[REQUEST] Could you convert every line of the rows below into a JSON list of strings, one string per line, with blank lines left out?

Excerpt from a dataset
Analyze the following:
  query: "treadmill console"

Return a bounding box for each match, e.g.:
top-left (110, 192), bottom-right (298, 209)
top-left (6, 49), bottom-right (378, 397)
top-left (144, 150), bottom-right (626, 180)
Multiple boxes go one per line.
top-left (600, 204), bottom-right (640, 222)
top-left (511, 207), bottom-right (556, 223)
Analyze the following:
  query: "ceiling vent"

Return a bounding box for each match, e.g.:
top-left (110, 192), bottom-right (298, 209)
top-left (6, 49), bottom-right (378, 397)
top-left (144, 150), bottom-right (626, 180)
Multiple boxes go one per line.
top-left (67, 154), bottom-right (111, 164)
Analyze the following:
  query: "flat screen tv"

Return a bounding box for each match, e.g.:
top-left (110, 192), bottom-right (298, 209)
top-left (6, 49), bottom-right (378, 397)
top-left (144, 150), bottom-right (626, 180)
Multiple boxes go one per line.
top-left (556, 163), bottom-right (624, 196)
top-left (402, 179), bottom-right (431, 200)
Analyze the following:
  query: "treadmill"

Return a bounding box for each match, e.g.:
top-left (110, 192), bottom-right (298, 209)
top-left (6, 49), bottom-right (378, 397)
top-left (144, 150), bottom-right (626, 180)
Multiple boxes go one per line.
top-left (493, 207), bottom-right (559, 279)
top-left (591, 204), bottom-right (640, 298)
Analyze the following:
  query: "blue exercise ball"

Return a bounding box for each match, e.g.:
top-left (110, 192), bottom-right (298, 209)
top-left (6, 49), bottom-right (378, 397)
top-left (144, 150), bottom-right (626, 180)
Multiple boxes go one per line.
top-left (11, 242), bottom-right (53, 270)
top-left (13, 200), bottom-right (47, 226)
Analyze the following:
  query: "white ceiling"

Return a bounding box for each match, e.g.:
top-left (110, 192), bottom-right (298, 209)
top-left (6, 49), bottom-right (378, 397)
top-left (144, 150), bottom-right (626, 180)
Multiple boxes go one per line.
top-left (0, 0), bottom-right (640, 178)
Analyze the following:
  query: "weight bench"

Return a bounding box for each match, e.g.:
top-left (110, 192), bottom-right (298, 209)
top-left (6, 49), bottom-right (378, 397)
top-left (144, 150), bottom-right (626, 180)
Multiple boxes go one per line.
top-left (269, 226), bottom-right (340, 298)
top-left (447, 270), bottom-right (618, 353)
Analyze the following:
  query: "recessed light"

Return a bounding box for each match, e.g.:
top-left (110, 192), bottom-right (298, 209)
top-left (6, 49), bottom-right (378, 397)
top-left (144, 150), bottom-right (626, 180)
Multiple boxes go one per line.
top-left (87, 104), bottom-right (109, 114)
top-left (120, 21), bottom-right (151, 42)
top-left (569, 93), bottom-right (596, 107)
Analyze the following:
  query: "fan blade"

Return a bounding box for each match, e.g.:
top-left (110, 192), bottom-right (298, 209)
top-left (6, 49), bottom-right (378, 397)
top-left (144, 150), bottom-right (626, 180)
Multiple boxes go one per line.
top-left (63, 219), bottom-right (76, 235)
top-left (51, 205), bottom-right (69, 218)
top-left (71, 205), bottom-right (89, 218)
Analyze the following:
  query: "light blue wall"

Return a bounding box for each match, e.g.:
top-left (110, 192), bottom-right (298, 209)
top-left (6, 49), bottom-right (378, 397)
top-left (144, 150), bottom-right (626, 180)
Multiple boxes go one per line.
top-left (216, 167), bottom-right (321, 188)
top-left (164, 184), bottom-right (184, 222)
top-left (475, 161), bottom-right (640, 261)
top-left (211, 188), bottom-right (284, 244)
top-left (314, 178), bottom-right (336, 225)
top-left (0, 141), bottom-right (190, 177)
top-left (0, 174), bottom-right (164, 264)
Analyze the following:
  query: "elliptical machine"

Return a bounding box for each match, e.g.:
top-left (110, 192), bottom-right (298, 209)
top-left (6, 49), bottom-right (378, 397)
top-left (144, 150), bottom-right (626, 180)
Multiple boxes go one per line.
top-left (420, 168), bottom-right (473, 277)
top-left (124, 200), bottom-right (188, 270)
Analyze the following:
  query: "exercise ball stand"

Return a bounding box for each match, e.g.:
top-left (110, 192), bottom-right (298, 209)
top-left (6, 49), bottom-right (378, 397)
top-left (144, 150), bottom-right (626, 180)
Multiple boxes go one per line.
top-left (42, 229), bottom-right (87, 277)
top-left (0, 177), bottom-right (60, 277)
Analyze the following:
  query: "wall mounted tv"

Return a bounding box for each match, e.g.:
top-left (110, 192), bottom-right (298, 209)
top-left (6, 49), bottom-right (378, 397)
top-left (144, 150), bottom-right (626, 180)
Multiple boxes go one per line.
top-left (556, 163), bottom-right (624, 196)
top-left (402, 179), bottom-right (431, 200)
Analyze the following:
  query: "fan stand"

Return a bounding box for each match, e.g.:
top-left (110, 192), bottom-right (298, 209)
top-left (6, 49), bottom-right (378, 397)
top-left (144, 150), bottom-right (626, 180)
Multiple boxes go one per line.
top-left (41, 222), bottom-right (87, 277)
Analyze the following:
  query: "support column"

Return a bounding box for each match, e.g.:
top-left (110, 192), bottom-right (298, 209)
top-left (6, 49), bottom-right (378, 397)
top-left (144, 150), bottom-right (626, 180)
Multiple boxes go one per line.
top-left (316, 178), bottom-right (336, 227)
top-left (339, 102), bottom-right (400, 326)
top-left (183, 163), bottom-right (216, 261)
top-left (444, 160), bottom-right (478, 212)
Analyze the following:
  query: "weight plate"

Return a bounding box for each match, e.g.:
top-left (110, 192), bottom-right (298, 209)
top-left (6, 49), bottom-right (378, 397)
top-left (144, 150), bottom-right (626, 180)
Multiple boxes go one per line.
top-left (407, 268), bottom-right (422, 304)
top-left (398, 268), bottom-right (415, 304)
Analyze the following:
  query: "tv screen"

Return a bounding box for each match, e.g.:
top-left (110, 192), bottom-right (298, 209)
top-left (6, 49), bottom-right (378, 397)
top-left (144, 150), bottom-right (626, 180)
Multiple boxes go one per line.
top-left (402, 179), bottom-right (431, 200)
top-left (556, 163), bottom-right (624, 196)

[RESPONSE TO THIS TASK]
[
  "Analyze the following:",
  "  query: \"treadmill console\"",
  "Return a bounding box for each match, e.g.:",
  "top-left (110, 192), bottom-right (298, 209)",
  "top-left (6, 49), bottom-right (378, 397)",
  "top-left (144, 150), bottom-right (626, 180)",
  "Multiple boxes go one per line.",
  "top-left (600, 204), bottom-right (640, 222)",
  "top-left (511, 207), bottom-right (556, 223)",
  "Analyze the following:",
  "  query: \"ceiling vent\"",
  "Return a bounding box for each match, e.g.:",
  "top-left (110, 192), bottom-right (298, 209)",
  "top-left (6, 49), bottom-right (378, 397)",
  "top-left (144, 150), bottom-right (626, 180)",
  "Multiple boxes go one per line.",
  "top-left (67, 154), bottom-right (111, 164)",
  "Analyze the following:",
  "  query: \"flat screen tv\"",
  "Return a bounding box for each match, e.g.:",
  "top-left (110, 192), bottom-right (298, 209)",
  "top-left (6, 49), bottom-right (378, 397)",
  "top-left (144, 150), bottom-right (626, 180)",
  "Multiple boxes go one per line.",
  "top-left (556, 163), bottom-right (624, 196)",
  "top-left (402, 179), bottom-right (431, 200)",
  "Analyze the following:",
  "  query: \"treadmill\"",
  "Return a bounding box for each match, e.g.:",
  "top-left (110, 192), bottom-right (298, 209)",
  "top-left (6, 49), bottom-right (378, 397)",
  "top-left (144, 150), bottom-right (626, 180)",
  "Multiple boxes go one per line.",
  "top-left (493, 207), bottom-right (559, 279)",
  "top-left (591, 204), bottom-right (640, 298)",
  "Analyze the following:",
  "  query: \"blue exercise ball\"",
  "Return a bounding box for each match, e.g.:",
  "top-left (110, 192), bottom-right (298, 209)",
  "top-left (6, 49), bottom-right (378, 397)",
  "top-left (144, 150), bottom-right (626, 180)",
  "Multiple boxes go one per line.",
  "top-left (11, 242), bottom-right (53, 270)",
  "top-left (13, 200), bottom-right (47, 226)",
  "Analyze the following:",
  "  query: \"white ceiling\"",
  "Return a bounding box for each match, e.g.:",
  "top-left (110, 192), bottom-right (298, 209)",
  "top-left (6, 49), bottom-right (378, 397)",
  "top-left (144, 150), bottom-right (626, 180)",
  "Multiple boxes go one per line.",
  "top-left (0, 0), bottom-right (640, 178)",
  "Analyze the following:",
  "  query: \"weight bench\"",
  "Return a bounding box for each match, e.g.:",
  "top-left (110, 192), bottom-right (298, 209)",
  "top-left (6, 49), bottom-right (378, 397)",
  "top-left (144, 150), bottom-right (626, 180)",
  "Multiple boxes go one per line.",
  "top-left (269, 226), bottom-right (340, 298)",
  "top-left (447, 270), bottom-right (618, 353)",
  "Analyze the following:",
  "  query: \"recessed light\"",
  "Return a bounding box for each match, e.g.:",
  "top-left (110, 192), bottom-right (298, 209)",
  "top-left (6, 49), bottom-right (378, 397)",
  "top-left (144, 150), bottom-right (626, 180)",
  "Multiple boxes go one per line.",
  "top-left (87, 104), bottom-right (109, 114)",
  "top-left (120, 21), bottom-right (151, 42)",
  "top-left (569, 93), bottom-right (596, 107)",
  "Analyze the following:",
  "  query: \"fan blade\"",
  "Return a bounding box for each match, e.g.:",
  "top-left (110, 192), bottom-right (298, 209)",
  "top-left (6, 49), bottom-right (378, 397)",
  "top-left (144, 150), bottom-right (626, 180)",
  "Multiple boxes go one per line.",
  "top-left (63, 219), bottom-right (76, 235)",
  "top-left (51, 205), bottom-right (69, 218)",
  "top-left (71, 205), bottom-right (89, 218)",
  "Analyze the following:",
  "  query: \"light blue wall\"",
  "Return a bounding box for each match, e.g.:",
  "top-left (110, 192), bottom-right (298, 209)",
  "top-left (6, 49), bottom-right (378, 397)",
  "top-left (144, 150), bottom-right (626, 180)",
  "Multiple boxes go one per line.",
  "top-left (216, 167), bottom-right (321, 188)",
  "top-left (164, 184), bottom-right (184, 222)",
  "top-left (475, 161), bottom-right (640, 261)",
  "top-left (211, 188), bottom-right (284, 244)",
  "top-left (314, 178), bottom-right (336, 225)",
  "top-left (0, 141), bottom-right (190, 177)",
  "top-left (0, 174), bottom-right (164, 264)",
  "Analyze the following:",
  "  query: \"elliptical machine\"",
  "Return a bounding box for each match, e.g.:",
  "top-left (110, 192), bottom-right (298, 209)",
  "top-left (6, 49), bottom-right (378, 397)",
  "top-left (144, 150), bottom-right (626, 180)",
  "Multiple boxes go one per line.",
  "top-left (420, 168), bottom-right (473, 277)",
  "top-left (124, 200), bottom-right (188, 270)",
  "Analyze the following:",
  "  query: \"exercise ball stand\"",
  "Return a bounding box for each match, e.g.:",
  "top-left (110, 192), bottom-right (298, 209)",
  "top-left (6, 49), bottom-right (378, 397)",
  "top-left (144, 150), bottom-right (626, 180)",
  "Multiple boxes go one per line.",
  "top-left (42, 229), bottom-right (87, 277)",
  "top-left (0, 177), bottom-right (60, 277)",
  "Analyze the following:",
  "  query: \"wall mounted tv\"",
  "Return a bounding box for each match, e.g.:",
  "top-left (110, 192), bottom-right (298, 209)",
  "top-left (6, 49), bottom-right (378, 397)",
  "top-left (144, 150), bottom-right (626, 180)",
  "Multiple boxes go one per line.",
  "top-left (556, 163), bottom-right (624, 196)",
  "top-left (402, 179), bottom-right (431, 200)",
  "Analyze the following:",
  "  query: \"fan stand\"",
  "Return a bounding box for each match, e.g.:",
  "top-left (110, 192), bottom-right (298, 209)",
  "top-left (6, 49), bottom-right (378, 397)",
  "top-left (144, 150), bottom-right (626, 180)",
  "Multiple boxes go one per line.",
  "top-left (41, 222), bottom-right (87, 277)",
  "Analyze the following:",
  "  query: \"support column\"",
  "Return a bounding box for each match, e.g.:",
  "top-left (110, 192), bottom-right (298, 209)",
  "top-left (6, 49), bottom-right (378, 397)",
  "top-left (144, 150), bottom-right (626, 180)",
  "Multiple boxes go one per line.",
  "top-left (316, 178), bottom-right (336, 227)",
  "top-left (339, 102), bottom-right (400, 326)",
  "top-left (183, 163), bottom-right (216, 261)",
  "top-left (444, 160), bottom-right (478, 212)",
  "Analyze the following:",
  "  query: \"weight plate\"",
  "Return a bounding box for each match, e.g.:",
  "top-left (110, 192), bottom-right (298, 209)",
  "top-left (6, 49), bottom-right (378, 397)",
  "top-left (144, 150), bottom-right (626, 180)",
  "Multiple boxes go one per line.",
  "top-left (407, 268), bottom-right (422, 304)",
  "top-left (398, 268), bottom-right (415, 304)",
  "Analyze the following:",
  "  query: \"tv screen\"",
  "Return a bounding box for each match, e.g.:",
  "top-left (110, 192), bottom-right (298, 209)",
  "top-left (6, 49), bottom-right (378, 397)",
  "top-left (144, 150), bottom-right (626, 180)",
  "Multiple boxes go one per line.",
  "top-left (402, 179), bottom-right (431, 200)",
  "top-left (556, 163), bottom-right (624, 196)"
]